[Excerpts of labeled region data]
----

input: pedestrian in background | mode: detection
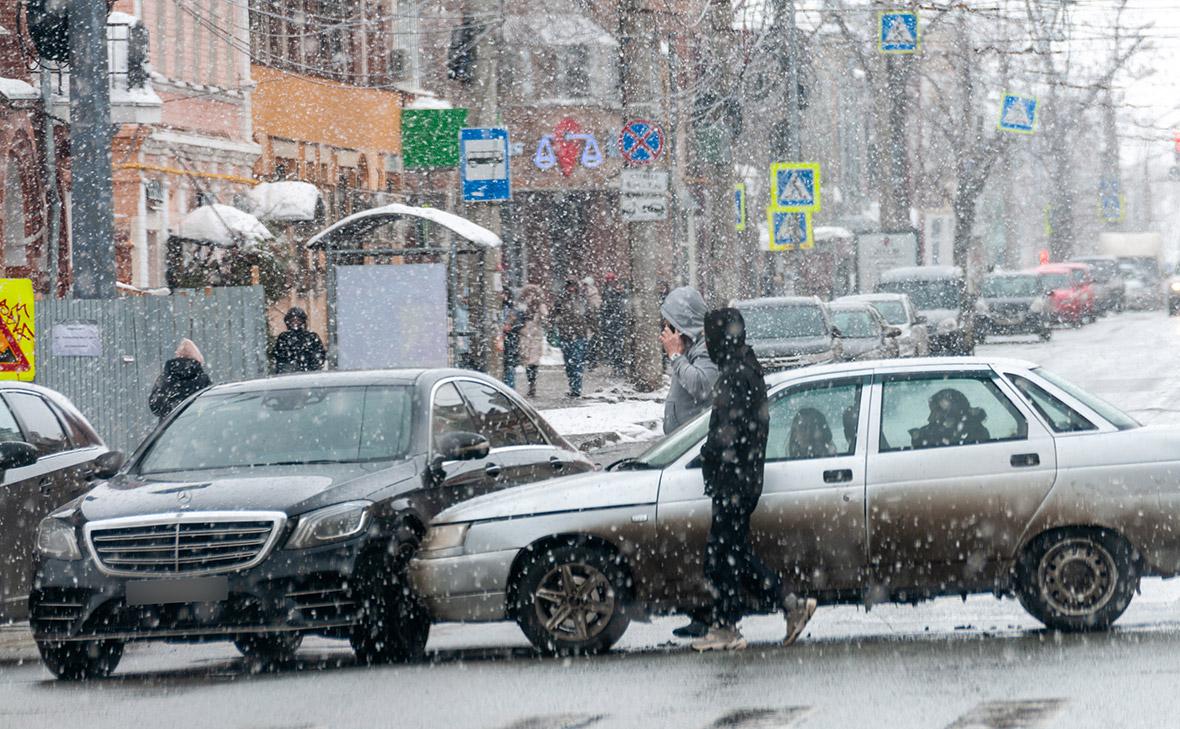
[660,287,717,638]
[148,339,212,420]
[553,278,590,398]
[693,309,815,651]
[519,283,549,398]
[270,307,328,374]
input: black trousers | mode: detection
[704,497,784,628]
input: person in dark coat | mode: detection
[693,309,815,651]
[148,339,212,420]
[271,307,328,375]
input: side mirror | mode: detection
[91,451,126,479]
[0,440,39,471]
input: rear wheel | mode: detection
[37,641,123,681]
[513,545,630,655]
[1017,521,1139,632]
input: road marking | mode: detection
[946,698,1066,729]
[503,714,607,729]
[709,707,811,729]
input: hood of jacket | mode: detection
[660,285,708,340]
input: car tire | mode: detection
[1016,521,1139,632]
[37,641,123,681]
[234,632,303,665]
[512,544,630,656]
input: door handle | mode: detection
[1008,453,1041,468]
[824,468,852,484]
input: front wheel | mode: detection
[1016,521,1139,632]
[37,641,123,681]
[513,545,630,656]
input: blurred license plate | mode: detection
[127,577,229,605]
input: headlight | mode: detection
[287,501,373,550]
[419,524,471,557]
[37,517,81,559]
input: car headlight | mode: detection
[419,523,471,557]
[37,517,81,560]
[287,501,373,550]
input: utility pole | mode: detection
[618,0,669,392]
[70,0,114,298]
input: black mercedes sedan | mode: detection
[30,369,594,679]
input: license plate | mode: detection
[127,577,229,605]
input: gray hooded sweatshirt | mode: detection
[660,287,717,433]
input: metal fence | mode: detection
[35,287,267,452]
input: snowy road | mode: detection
[0,313,1180,729]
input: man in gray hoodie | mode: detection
[660,287,717,638]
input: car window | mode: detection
[431,382,479,439]
[766,380,861,461]
[459,380,548,448]
[880,374,1028,452]
[5,393,70,455]
[1008,374,1097,433]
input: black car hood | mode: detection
[79,461,418,521]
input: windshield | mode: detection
[138,386,412,475]
[832,310,881,337]
[872,301,907,327]
[741,304,827,341]
[877,278,962,311]
[1033,367,1140,431]
[983,276,1041,298]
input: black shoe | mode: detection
[671,620,709,638]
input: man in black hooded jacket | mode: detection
[693,309,815,651]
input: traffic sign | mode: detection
[999,93,1036,134]
[771,162,820,212]
[877,13,918,53]
[734,183,746,230]
[459,126,512,202]
[618,119,664,165]
[0,278,37,382]
[766,208,815,250]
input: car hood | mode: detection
[432,469,663,525]
[748,336,832,357]
[79,461,417,521]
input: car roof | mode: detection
[766,357,1037,386]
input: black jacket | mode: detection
[148,357,212,418]
[701,309,771,507]
[271,329,328,374]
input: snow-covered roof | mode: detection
[249,179,321,223]
[504,13,618,47]
[177,203,274,249]
[307,203,500,248]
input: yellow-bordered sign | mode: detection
[0,278,37,382]
[771,162,820,212]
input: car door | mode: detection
[866,368,1056,597]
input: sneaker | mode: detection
[671,620,709,638]
[782,598,818,645]
[693,626,746,654]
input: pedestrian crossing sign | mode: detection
[999,93,1036,134]
[766,208,815,250]
[771,162,820,212]
[877,13,918,53]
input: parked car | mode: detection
[877,265,975,355]
[30,369,594,678]
[0,382,119,623]
[409,357,1180,654]
[975,272,1053,342]
[1033,263,1094,327]
[835,294,930,357]
[1071,256,1127,314]
[733,296,844,372]
[827,302,902,362]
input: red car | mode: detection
[1033,263,1094,327]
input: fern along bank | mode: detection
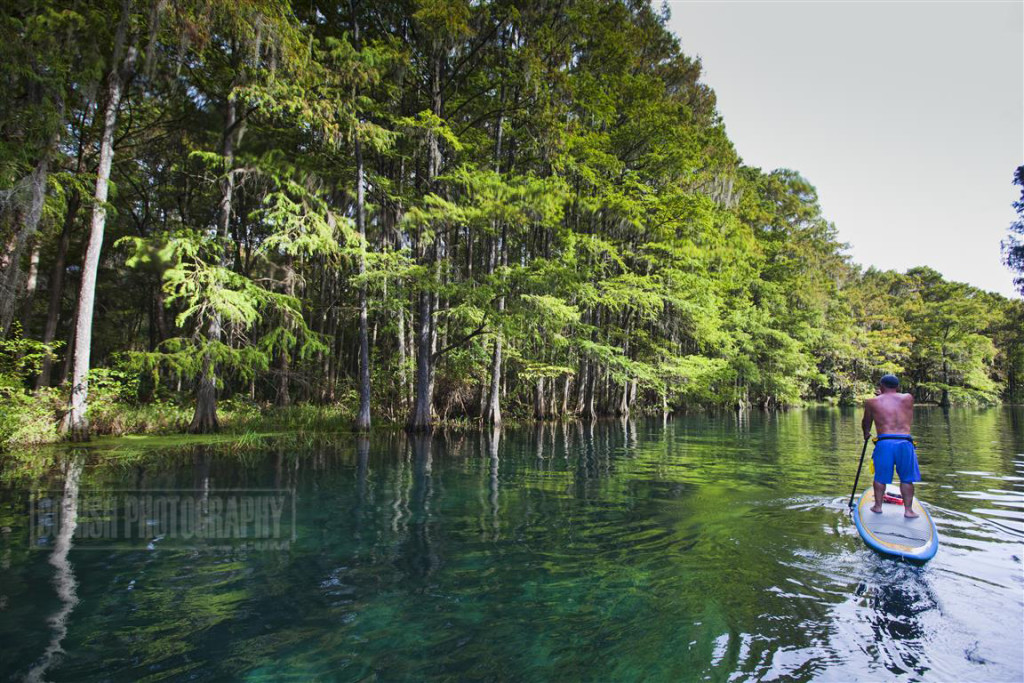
[0,0,1024,444]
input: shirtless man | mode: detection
[860,375,921,517]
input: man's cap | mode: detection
[879,375,899,389]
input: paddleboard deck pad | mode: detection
[853,484,939,562]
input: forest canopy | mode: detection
[0,0,1024,442]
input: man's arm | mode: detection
[860,398,874,441]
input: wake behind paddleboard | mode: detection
[853,484,939,562]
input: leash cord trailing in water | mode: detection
[849,436,870,510]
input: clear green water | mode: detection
[0,409,1024,682]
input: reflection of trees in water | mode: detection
[25,456,83,681]
[395,434,441,579]
[855,559,938,676]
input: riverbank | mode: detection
[0,392,1007,454]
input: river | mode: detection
[0,408,1024,683]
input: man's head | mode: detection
[879,375,899,391]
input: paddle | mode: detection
[850,436,870,510]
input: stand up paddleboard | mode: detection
[853,484,939,562]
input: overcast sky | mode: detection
[654,0,1024,296]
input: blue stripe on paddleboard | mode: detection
[853,488,939,562]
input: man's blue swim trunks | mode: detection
[871,434,921,483]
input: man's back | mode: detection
[864,391,913,434]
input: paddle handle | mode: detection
[850,436,868,509]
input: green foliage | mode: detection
[0,0,1024,448]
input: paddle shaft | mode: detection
[850,436,867,508]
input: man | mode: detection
[860,375,921,517]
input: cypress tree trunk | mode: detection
[483,88,508,427]
[188,84,245,434]
[348,0,370,431]
[22,239,40,337]
[36,191,82,389]
[60,15,135,440]
[407,45,443,432]
[0,153,50,338]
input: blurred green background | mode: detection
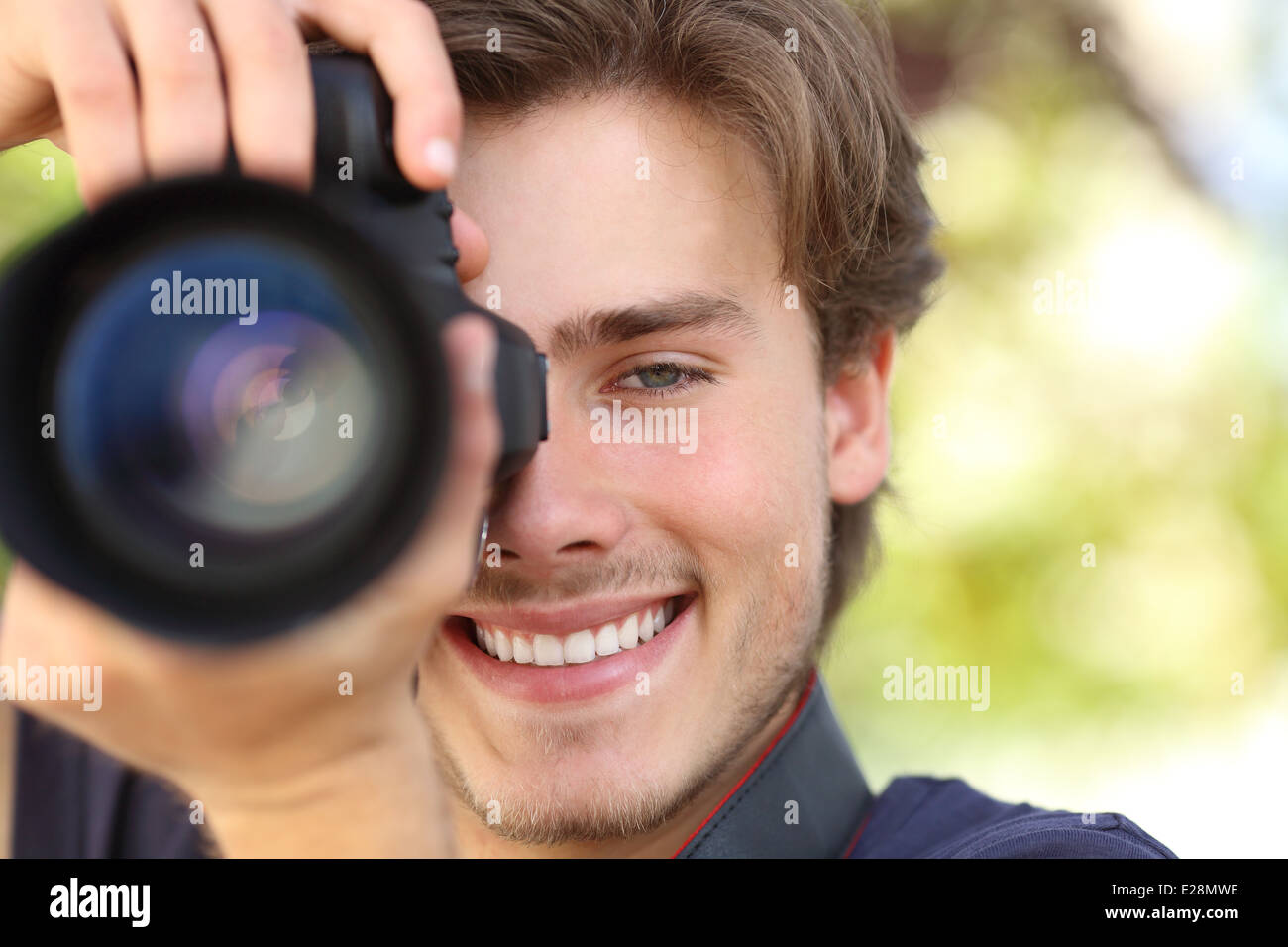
[0,0,1288,857]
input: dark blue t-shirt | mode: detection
[13,673,1176,858]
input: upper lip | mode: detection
[458,591,684,634]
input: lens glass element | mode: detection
[54,235,383,541]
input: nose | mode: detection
[488,419,630,579]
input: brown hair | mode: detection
[353,0,941,636]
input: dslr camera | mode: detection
[0,55,548,644]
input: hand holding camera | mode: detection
[0,0,545,854]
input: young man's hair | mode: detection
[322,0,941,629]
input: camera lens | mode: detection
[54,235,383,567]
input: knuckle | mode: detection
[239,17,305,68]
[58,63,134,119]
[141,53,218,98]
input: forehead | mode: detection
[452,95,780,343]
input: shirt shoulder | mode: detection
[850,776,1176,858]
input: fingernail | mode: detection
[465,327,497,394]
[425,138,456,177]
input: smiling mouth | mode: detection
[465,595,695,668]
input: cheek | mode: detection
[600,393,825,567]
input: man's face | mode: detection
[420,98,849,843]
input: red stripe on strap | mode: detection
[671,668,818,858]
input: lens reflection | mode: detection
[55,239,381,541]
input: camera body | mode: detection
[0,56,548,644]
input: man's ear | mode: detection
[824,329,894,504]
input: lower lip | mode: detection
[443,598,697,703]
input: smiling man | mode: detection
[5,0,1171,857]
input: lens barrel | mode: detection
[0,56,546,643]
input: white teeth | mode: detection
[595,625,622,655]
[514,635,532,665]
[532,635,563,668]
[617,614,640,648]
[640,612,653,642]
[564,629,595,665]
[474,600,675,668]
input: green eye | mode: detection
[635,365,684,388]
[613,362,718,398]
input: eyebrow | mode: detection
[546,291,761,362]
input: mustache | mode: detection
[460,549,715,611]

----

• [REQUIRED TASK]: Format every line of the listing above as a numbered list, leaving out blank lines and omitting the pictures.

• [THE COMPLETED TASK]:
1. input: pedestrian in background | mode: detection
2. [660,287,717,638]
3. [148,339,212,420]
4. [553,278,590,398]
5. [693,309,815,651]
6. [519,283,549,398]
7. [270,307,328,374]
8. input: black trousers | mode: detection
9. [704,497,784,628]
10. input: person in dark coat | mode: detection
11. [693,309,815,651]
12. [148,339,212,420]
13. [271,307,328,375]
14. input: side mirror | mode: detection
15. [91,451,126,479]
16. [0,440,39,471]
17. input: rear wheel | mode: detection
18. [37,641,123,681]
19. [513,545,630,655]
20. [1017,521,1139,632]
21. input: road marking | mode: detection
22. [946,698,1066,729]
23. [503,714,607,729]
24. [709,707,811,729]
25. input: hood of jacket | mode: detection
26. [660,285,708,340]
27. input: car tire | mode: detection
28. [1016,521,1139,632]
29. [37,641,123,681]
30. [234,632,303,665]
31. [512,544,630,656]
32. input: door handle | mode: detection
33. [1008,453,1041,468]
34. [824,468,852,484]
35. input: front wheel | mode: detection
36. [1016,521,1139,632]
37. [37,641,123,681]
38. [513,545,630,656]
39. input: blurred license plate | mode: detection
40. [127,577,229,605]
41. input: headlight | mode: detection
42. [287,501,373,550]
43. [419,524,471,557]
44. [37,517,81,559]
45. input: car headlight | mode: detection
46. [419,523,471,557]
47. [37,517,81,560]
48. [287,501,373,550]
49. input: utility pole | mode: detection
50. [618,0,669,392]
51. [70,0,114,298]
52. input: black mercedes sedan | mode: detection
53. [30,369,594,679]
54. input: license plate | mode: detection
55. [127,577,229,605]
56. input: gray hooded sweatshirt | mode: detection
57. [660,287,717,433]
58. input: metal fence | mode: detection
59. [35,287,267,452]
60. input: snowy road | mode: detection
61. [0,313,1180,729]
62. input: man in gray hoodie | mode: detection
63. [660,287,717,638]
64. input: car window | mode: detection
65. [431,382,479,439]
66. [766,380,861,461]
67. [459,380,548,448]
68. [880,374,1028,452]
69. [5,393,70,455]
70. [1008,374,1097,433]
71. input: black car hood | mode: detection
72. [79,461,418,521]
73. input: windshield | mode: detection
74. [138,386,412,475]
75. [832,310,881,337]
76. [872,301,907,327]
77. [741,304,827,341]
78. [877,278,962,311]
79. [1033,367,1140,431]
80. [983,276,1041,298]
81. input: black shoe | mode: detection
82. [671,620,709,638]
83. input: man in black hooded jacket | mode: detection
84. [693,309,815,651]
85. input: traffic sign | mode: detection
86. [999,93,1036,134]
87. [771,162,820,212]
88. [877,13,918,53]
89. [734,183,746,230]
90. [459,126,512,202]
91. [618,119,664,165]
92. [0,278,37,382]
93. [766,208,815,250]
94. input: car hood | mode: detection
95. [432,469,663,525]
96. [748,336,832,357]
97. [79,461,417,521]
98. input: car roof | mode: detection
99. [766,357,1037,386]
100. input: black jacket | mode: detection
101. [148,357,212,418]
102. [701,309,771,507]
103. [271,329,328,374]
104. input: snow-covered roof | mode: detection
105. [249,179,321,223]
106. [504,13,618,47]
107. [177,203,274,249]
108. [307,203,500,248]
109. input: yellow-bordered sign | mode: detection
110. [0,278,37,382]
111. [771,162,820,212]
112. input: car door | mode: detection
113. [866,368,1056,597]
114. input: sneaker | mode: detection
115. [671,620,709,638]
116. [782,598,818,645]
117. [693,626,746,654]
118. input: pedestrian crossing sign | mode: detection
119. [999,93,1036,134]
120. [766,208,815,250]
121. [771,162,820,212]
122. [877,13,918,53]
123. input: parked car | mode: detection
124. [877,265,975,355]
125. [30,369,594,678]
126. [0,382,119,623]
127. [409,357,1180,654]
128. [975,272,1053,342]
129. [1033,263,1094,327]
130. [835,294,930,357]
131. [1071,256,1127,314]
132. [733,296,844,372]
133. [827,302,902,362]
134. input: red car | mode: detection
135. [1033,263,1094,327]
136. input: fern along bank | mode: detection
137. [0,0,1024,444]
138. input: shirtless man | mode: detection
139. [860,375,921,517]
140. input: man's cap | mode: detection
141. [879,375,899,389]
142. input: paddleboard deck pad | mode: detection
143. [853,484,939,562]
144. input: forest canopy | mode: detection
145. [0,0,1024,442]
146. input: man's arm | mode: detection
147. [860,398,874,441]
148. input: wake behind paddleboard | mode: detection
149. [853,484,939,562]
150. input: leash cord trailing in water | mode: detection
151. [849,436,870,510]
152. input: clear green water | mode: detection
153. [0,409,1024,682]
154. input: reflection of trees in water | mode: detection
155. [25,456,83,681]
156. [395,434,441,579]
157. [855,559,938,676]
158. input: riverbank | mode: detection
159. [0,392,1007,454]
160. input: river | mode: detection
161. [0,408,1024,683]
162. input: man's head | mode: detection
163. [879,375,899,391]
164. input: paddle | mode: detection
165. [850,436,870,510]
166. input: stand up paddleboard | mode: detection
167. [853,484,939,562]
168. input: overcast sky | mode: detection
169. [654,0,1024,296]
170. input: blue stripe on paddleboard | mode: detection
171. [853,488,939,562]
172. input: man's blue swim trunks | mode: detection
173. [871,434,921,483]
174. input: man's back | mode: detection
175. [864,391,913,434]
176. input: paddle handle | mode: detection
177. [850,436,868,509]
178. input: green foliage | mode: detection
179. [0,0,1024,448]
180. input: paddle shaft | mode: detection
181. [850,436,867,508]
182. input: man | mode: detection
183. [860,375,921,517]
184. input: cypress tree trunk | mode: detection
185. [483,88,508,427]
186. [188,84,245,434]
187. [348,0,370,431]
188. [22,239,40,337]
189. [36,191,82,389]
190. [60,15,135,440]
191. [407,45,443,432]
192. [0,153,50,338]
193. input: blurred green background | mode: detection
194. [0,0,1288,857]
195. input: dark blue t-shirt | mode: detection
196. [13,673,1176,858]
197. input: upper lip | mode: detection
198. [458,591,684,634]
199. input: lens glass element | mode: detection
200. [54,235,383,541]
201. input: nose | mode: detection
202. [488,419,630,579]
203. input: brown hair | mode: detection
204. [353,0,941,636]
205. input: dslr camera | mode: detection
206. [0,55,548,644]
207. input: hand holding camera | mode: detection
208. [0,0,545,854]
209. input: young man's hair | mode: detection
210. [322,0,941,629]
211. input: camera lens | mode: detection
212. [54,235,383,567]
213. input: knuckle | mode: detection
214. [239,17,305,68]
215. [58,63,134,119]
216. [141,53,218,98]
217. input: forehead | mode: detection
218. [452,95,780,343]
219. input: shirt shoulder | mode: detection
220. [850,776,1176,858]
221. input: fingernail | mode: detection
222. [465,327,497,394]
223. [425,138,456,177]
224. input: smiling mouth | mode: detection
225. [465,595,695,668]
226. input: cheek | mode: detection
227. [600,393,825,567]
228. input: man's face | mode: detection
229. [420,98,849,843]
230. input: red stripe on strap | mode: detection
231. [671,668,818,858]
232. input: lens reflection | mode: detection
233. [55,239,381,541]
234. input: camera body | mode: detection
235. [0,56,548,644]
236. input: man's ear | mode: detection
237. [824,329,894,504]
238. input: lower lip | mode: detection
239. [443,598,697,703]
240. input: smiling man | mode: detection
241. [5,0,1171,857]
242. input: lens barrel | mode: detection
243. [0,56,546,643]
244. input: white teeth | mode: detection
245. [595,625,622,655]
246. [514,635,532,665]
247. [532,635,563,668]
248. [617,614,640,648]
249. [640,612,653,642]
250. [564,629,595,665]
251. [474,600,675,668]
252. input: green eye | mode: detection
253. [635,365,684,388]
254. [613,362,718,398]
255. input: eyebrow | mode: detection
256. [546,291,761,362]
257. input: mustache | mode: detection
258. [460,549,715,611]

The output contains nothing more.